[Dataset items]
>>>>

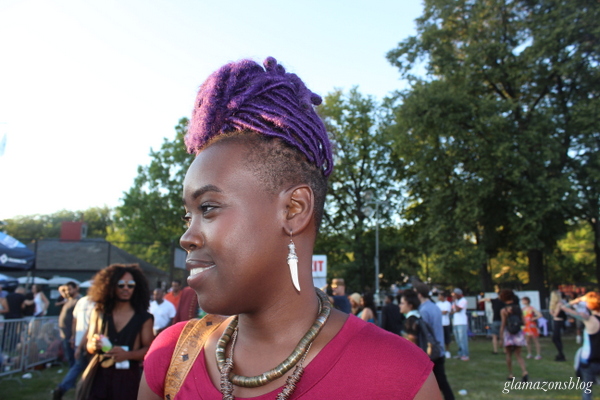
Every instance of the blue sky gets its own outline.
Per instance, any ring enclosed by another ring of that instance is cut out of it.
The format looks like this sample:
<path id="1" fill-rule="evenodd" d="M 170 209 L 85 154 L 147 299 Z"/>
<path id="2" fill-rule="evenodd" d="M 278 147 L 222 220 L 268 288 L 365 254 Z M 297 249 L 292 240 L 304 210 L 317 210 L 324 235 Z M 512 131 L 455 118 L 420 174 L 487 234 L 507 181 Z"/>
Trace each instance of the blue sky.
<path id="1" fill-rule="evenodd" d="M 406 87 L 385 53 L 419 1 L 0 2 L 0 220 L 117 206 L 222 64 L 273 56 L 316 93 Z"/>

<<<<

** What you need to do **
Because the pictures are not wanted, retype every record exactly without them.

** Solution to this task **
Every instance of the blue sky gets its own outline.
Per instance, any ring enclosed by another ring of that instance is cut out of it.
The format looks like this sample:
<path id="1" fill-rule="evenodd" d="M 170 209 L 85 154 L 147 299 Z"/>
<path id="2" fill-rule="evenodd" d="M 278 147 L 222 220 L 268 288 L 365 254 Z M 297 249 L 292 240 L 304 210 L 317 210 L 324 235 Z M 512 131 L 455 118 L 420 174 L 487 234 L 507 181 Z"/>
Trace each instance of the blue sky.
<path id="1" fill-rule="evenodd" d="M 406 87 L 385 53 L 419 1 L 0 2 L 0 220 L 117 206 L 222 64 L 273 56 L 316 93 Z"/>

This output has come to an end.